**The task**
Give back exactly the lines running from the line with "Where can the dark sky" to the end of the entries, and only those lines.

**Object point labels**
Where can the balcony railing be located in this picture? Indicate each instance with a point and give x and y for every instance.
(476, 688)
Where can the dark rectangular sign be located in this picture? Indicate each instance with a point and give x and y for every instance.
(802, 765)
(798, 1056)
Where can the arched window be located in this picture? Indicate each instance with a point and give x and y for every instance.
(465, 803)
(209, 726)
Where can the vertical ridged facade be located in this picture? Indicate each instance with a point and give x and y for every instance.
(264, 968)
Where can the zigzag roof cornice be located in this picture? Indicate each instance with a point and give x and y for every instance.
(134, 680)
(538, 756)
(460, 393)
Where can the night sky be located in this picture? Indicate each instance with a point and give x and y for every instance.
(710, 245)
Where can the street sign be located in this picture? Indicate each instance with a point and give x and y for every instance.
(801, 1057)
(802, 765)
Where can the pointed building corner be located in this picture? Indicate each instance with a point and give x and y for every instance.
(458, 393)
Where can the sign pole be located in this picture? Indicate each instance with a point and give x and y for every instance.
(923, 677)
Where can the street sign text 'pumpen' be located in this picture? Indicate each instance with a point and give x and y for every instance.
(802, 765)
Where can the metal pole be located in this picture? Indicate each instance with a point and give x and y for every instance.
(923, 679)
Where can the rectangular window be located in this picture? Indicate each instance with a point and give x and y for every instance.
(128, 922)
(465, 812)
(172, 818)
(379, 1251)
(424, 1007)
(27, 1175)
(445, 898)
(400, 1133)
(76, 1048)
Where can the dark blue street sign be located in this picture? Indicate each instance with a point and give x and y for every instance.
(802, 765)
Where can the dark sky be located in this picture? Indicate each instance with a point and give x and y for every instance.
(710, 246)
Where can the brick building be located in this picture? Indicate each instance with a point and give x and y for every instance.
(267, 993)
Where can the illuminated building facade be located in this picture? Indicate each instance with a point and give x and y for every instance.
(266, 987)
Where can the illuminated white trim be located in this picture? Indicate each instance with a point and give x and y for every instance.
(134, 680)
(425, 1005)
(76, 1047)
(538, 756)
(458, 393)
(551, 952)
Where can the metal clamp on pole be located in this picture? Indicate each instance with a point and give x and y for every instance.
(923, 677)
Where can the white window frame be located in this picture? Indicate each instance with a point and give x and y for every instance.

**Task result**
Where can the dark sky be located in this picture? Indicate each instance with a point and give x and y for every instance.
(710, 246)
Where can the brick building be located in this picture? Indicate each instance with a point and give x and y for every instance.
(267, 993)
Where can the illuminated building facade be located in this picture? Indicate each instance with a point and give x and y for every instance.
(266, 987)
Where can the illuminated white trim be located in this picture? Indicate each instance with a point and give x and y for every instance.
(134, 680)
(425, 1005)
(76, 1047)
(538, 756)
(458, 393)
(551, 952)
Where can the metal clamp on pole be located in this picture? Indicate each instance with a point and give x and y for every instance.
(923, 677)
Where can the white window frame be located in this picture? Indicate each instance with a point and give x and y for every instance.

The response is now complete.